[Collected data entries]
--- START ---
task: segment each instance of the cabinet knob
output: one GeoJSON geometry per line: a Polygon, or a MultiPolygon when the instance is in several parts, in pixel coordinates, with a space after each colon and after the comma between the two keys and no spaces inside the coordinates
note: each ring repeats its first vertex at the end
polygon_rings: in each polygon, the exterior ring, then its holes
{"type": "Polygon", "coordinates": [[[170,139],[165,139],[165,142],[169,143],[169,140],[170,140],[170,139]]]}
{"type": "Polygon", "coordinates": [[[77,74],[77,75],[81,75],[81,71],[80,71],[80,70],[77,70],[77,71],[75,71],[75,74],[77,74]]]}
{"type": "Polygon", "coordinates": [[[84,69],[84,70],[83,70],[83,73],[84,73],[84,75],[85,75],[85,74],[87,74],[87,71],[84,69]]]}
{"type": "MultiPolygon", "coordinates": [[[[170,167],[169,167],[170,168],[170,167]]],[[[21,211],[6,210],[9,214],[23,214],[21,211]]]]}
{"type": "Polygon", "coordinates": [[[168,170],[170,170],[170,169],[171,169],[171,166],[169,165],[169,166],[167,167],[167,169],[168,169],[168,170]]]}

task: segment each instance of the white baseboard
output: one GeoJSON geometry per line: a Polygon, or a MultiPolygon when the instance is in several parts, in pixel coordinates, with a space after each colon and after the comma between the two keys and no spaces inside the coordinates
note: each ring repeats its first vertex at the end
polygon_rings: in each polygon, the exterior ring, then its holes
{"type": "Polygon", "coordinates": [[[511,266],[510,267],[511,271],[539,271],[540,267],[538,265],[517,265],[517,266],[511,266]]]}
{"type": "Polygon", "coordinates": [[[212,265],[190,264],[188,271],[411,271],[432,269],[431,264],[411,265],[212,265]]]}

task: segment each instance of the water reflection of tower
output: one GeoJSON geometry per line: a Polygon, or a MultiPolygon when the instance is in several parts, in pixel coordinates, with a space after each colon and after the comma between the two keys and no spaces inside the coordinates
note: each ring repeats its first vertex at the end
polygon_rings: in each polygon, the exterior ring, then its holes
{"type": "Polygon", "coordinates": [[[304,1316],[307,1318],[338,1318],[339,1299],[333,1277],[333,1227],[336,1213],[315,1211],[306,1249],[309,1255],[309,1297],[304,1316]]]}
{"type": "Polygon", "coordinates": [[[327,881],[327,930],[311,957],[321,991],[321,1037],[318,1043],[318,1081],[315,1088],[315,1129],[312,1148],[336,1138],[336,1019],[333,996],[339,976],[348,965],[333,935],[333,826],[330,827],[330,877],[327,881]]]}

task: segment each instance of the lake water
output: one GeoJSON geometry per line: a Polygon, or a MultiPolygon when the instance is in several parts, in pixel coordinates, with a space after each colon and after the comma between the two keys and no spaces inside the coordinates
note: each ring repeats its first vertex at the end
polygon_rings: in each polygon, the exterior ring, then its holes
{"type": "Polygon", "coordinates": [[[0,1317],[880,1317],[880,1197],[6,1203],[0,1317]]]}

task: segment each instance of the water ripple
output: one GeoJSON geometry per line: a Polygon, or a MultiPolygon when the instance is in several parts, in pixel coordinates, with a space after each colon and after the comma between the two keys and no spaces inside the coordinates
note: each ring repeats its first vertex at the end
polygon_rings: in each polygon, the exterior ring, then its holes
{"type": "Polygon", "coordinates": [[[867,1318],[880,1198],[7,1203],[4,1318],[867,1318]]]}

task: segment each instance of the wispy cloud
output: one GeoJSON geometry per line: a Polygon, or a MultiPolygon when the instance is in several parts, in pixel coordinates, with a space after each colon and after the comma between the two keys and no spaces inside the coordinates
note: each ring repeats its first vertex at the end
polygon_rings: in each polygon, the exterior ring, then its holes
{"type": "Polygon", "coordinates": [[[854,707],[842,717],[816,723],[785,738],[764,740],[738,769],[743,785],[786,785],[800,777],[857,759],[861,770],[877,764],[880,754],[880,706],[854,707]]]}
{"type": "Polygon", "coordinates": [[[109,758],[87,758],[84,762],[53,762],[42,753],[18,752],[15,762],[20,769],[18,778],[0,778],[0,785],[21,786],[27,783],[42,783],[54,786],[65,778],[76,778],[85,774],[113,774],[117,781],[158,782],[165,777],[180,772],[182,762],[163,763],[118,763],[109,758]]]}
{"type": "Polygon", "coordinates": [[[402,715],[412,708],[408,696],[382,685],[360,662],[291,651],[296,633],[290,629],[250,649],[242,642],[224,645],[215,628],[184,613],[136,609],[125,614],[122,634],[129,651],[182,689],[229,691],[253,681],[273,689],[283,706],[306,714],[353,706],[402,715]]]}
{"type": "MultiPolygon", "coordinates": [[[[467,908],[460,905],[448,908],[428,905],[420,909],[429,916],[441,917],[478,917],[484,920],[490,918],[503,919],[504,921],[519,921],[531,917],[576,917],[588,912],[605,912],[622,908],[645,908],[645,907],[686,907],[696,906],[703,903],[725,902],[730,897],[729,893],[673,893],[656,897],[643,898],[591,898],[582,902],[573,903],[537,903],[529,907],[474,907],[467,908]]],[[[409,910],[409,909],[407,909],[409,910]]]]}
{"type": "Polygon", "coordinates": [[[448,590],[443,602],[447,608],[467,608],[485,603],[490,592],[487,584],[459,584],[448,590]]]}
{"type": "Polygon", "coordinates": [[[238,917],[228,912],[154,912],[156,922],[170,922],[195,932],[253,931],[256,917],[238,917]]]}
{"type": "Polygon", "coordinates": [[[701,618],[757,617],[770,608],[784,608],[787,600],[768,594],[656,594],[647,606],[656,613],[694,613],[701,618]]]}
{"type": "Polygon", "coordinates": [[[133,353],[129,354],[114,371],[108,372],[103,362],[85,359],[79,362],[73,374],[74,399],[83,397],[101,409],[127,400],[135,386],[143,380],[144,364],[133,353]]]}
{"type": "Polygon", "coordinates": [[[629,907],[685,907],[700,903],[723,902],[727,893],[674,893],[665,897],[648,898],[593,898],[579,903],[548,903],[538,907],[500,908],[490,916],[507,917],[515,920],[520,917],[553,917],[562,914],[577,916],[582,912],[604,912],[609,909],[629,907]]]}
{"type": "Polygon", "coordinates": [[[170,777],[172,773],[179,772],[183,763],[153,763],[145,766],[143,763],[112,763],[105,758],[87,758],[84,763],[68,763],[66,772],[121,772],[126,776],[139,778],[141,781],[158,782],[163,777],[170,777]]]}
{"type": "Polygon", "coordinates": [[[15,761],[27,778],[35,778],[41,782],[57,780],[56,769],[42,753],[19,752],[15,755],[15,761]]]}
--- END ---
• _Task prompt_:
Your task is to reproduce the records in full, without any alteration.

• _Expected answer_:
task: segment each instance of the cabinet knob
output: one GeoJSON geometry per line: a Polygon, or a MultiPolygon when the instance is in several parts, in pixel coordinates, with a space after each colon and after the comma between the two keys and no spaces inside the coordinates
note: each ring repeats its first vertex at the end
polygon_rings: in each polygon, the exterior ring, then its holes
{"type": "Polygon", "coordinates": [[[170,139],[165,139],[165,142],[169,143],[169,140],[170,140],[170,139]]]}
{"type": "Polygon", "coordinates": [[[77,74],[77,75],[81,75],[81,71],[80,71],[80,70],[77,70],[77,71],[75,71],[75,74],[77,74]]]}
{"type": "Polygon", "coordinates": [[[84,69],[84,70],[83,70],[83,73],[84,73],[84,75],[85,75],[85,74],[87,74],[87,71],[84,69]]]}
{"type": "MultiPolygon", "coordinates": [[[[170,167],[169,167],[170,168],[170,167]]],[[[21,211],[6,210],[9,214],[23,214],[21,211]]]]}
{"type": "Polygon", "coordinates": [[[168,170],[170,170],[170,169],[171,169],[171,166],[169,165],[169,166],[167,167],[167,169],[168,169],[168,170]]]}

task: segment each instance of the white baseboard
output: one GeoJSON geometry per line: a Polygon, or a MultiPolygon when the instance is in several parts, in pixel coordinates, with a space after each colon and after the comma between the two keys and no spaces inside the coordinates
note: each ring repeats its first vertex at the end
polygon_rings: in each polygon, the exterior ring, then its holes
{"type": "Polygon", "coordinates": [[[511,266],[510,267],[511,271],[539,271],[540,267],[538,265],[517,265],[517,266],[511,266]]]}
{"type": "Polygon", "coordinates": [[[212,265],[190,264],[188,271],[411,271],[432,269],[431,264],[411,265],[212,265]]]}

task: segment each instance of the water reflection of tower
output: one GeoJSON geometry per line: a Polygon, or a MultiPolygon when the instance is in several parts, in pixel coordinates, with a space after each colon and after the comma between the two keys and no spaces inside the coordinates
note: each ring repeats its first vertex at the end
polygon_rings: in each polygon, the exterior ring, then its holes
{"type": "Polygon", "coordinates": [[[304,1316],[307,1318],[338,1318],[339,1299],[333,1277],[333,1227],[336,1213],[315,1211],[306,1249],[309,1255],[309,1297],[304,1316]]]}
{"type": "Polygon", "coordinates": [[[327,881],[327,930],[311,957],[321,991],[321,1037],[318,1043],[318,1081],[315,1088],[315,1129],[312,1148],[336,1138],[336,1019],[333,996],[339,976],[348,965],[333,935],[333,826],[330,827],[330,877],[327,881]]]}

task: segment each instance of the lake water
output: one GeoJSON geometry per line: a Polygon, or a MultiPolygon when the instance is in several parts, in pixel coordinates, with a space after each colon and after the comma between the two keys and no spaces inside the coordinates
note: each ring repeats its first vertex at the end
polygon_rings: in each polygon, the exterior ring, then its holes
{"type": "Polygon", "coordinates": [[[0,1317],[880,1317],[880,1197],[6,1203],[0,1317]]]}

task: segment each instance of the water ripple
output: one GeoJSON geometry per line: a Polygon, or a MultiPolygon when the instance is in several parts, in pixel coordinates, with a space after each colon and after the comma between the two keys and no spaces inside the coordinates
note: each ring repeats its first vertex at the end
polygon_rings: in each polygon, the exterior ring, then its holes
{"type": "Polygon", "coordinates": [[[867,1318],[880,1198],[7,1203],[4,1318],[867,1318]]]}

task: segment each instance of the wispy cloud
output: one GeoJSON geometry per line: a Polygon, or a MultiPolygon when the instance is in several parts, in pixel coordinates, with a space after each colon and after the comma between the two keys and no spaces inside the coordinates
note: each ring repeats its first vertex at the end
polygon_rings: in each polygon, the exterior ring, then its holes
{"type": "Polygon", "coordinates": [[[854,707],[842,717],[816,723],[785,738],[764,740],[738,769],[743,785],[786,785],[800,777],[857,759],[861,770],[877,764],[880,754],[880,706],[854,707]]]}
{"type": "Polygon", "coordinates": [[[109,758],[87,758],[84,762],[53,762],[42,753],[18,752],[15,762],[20,769],[18,778],[0,778],[0,785],[21,786],[27,783],[42,783],[54,786],[65,778],[76,778],[85,774],[113,774],[117,781],[158,782],[165,777],[180,772],[182,762],[163,763],[118,763],[109,758]]]}
{"type": "Polygon", "coordinates": [[[402,715],[412,708],[408,696],[382,685],[360,662],[291,651],[296,633],[290,629],[250,649],[242,642],[224,645],[215,628],[184,613],[136,609],[125,614],[122,634],[129,651],[182,689],[229,691],[253,681],[273,689],[283,706],[306,714],[353,706],[402,715]]]}
{"type": "MultiPolygon", "coordinates": [[[[467,908],[460,905],[448,908],[428,905],[420,909],[429,916],[441,917],[478,917],[484,920],[490,918],[503,919],[504,921],[519,921],[531,917],[576,917],[588,912],[605,912],[622,908],[645,908],[645,907],[686,907],[696,906],[703,903],[725,902],[730,897],[729,893],[673,893],[656,897],[643,898],[591,898],[582,902],[573,903],[537,903],[529,907],[474,907],[467,908]]],[[[409,910],[409,909],[407,909],[409,910]]]]}
{"type": "Polygon", "coordinates": [[[448,590],[443,602],[447,608],[467,608],[485,603],[490,592],[487,584],[459,584],[448,590]]]}
{"type": "Polygon", "coordinates": [[[238,917],[228,912],[154,912],[156,922],[170,922],[195,932],[253,931],[256,917],[238,917]]]}
{"type": "Polygon", "coordinates": [[[701,618],[757,617],[770,608],[784,608],[787,600],[768,594],[656,594],[647,606],[656,613],[694,613],[701,618]]]}
{"type": "Polygon", "coordinates": [[[133,353],[129,354],[114,371],[108,372],[103,362],[85,359],[79,362],[73,374],[74,399],[83,397],[101,409],[127,400],[135,386],[143,380],[144,364],[133,353]]]}
{"type": "Polygon", "coordinates": [[[629,907],[685,907],[700,903],[723,902],[727,893],[674,893],[665,897],[648,898],[593,898],[579,903],[548,903],[538,907],[500,908],[490,916],[507,917],[515,920],[520,917],[553,917],[562,914],[577,916],[582,912],[604,912],[609,909],[629,907]]]}
{"type": "Polygon", "coordinates": [[[170,777],[172,773],[179,772],[183,763],[153,763],[145,766],[143,763],[112,763],[105,758],[87,758],[84,763],[68,763],[66,772],[121,772],[126,776],[139,778],[141,781],[158,782],[163,777],[170,777]]]}
{"type": "Polygon", "coordinates": [[[15,761],[27,778],[35,778],[41,782],[57,780],[56,769],[42,753],[19,752],[15,755],[15,761]]]}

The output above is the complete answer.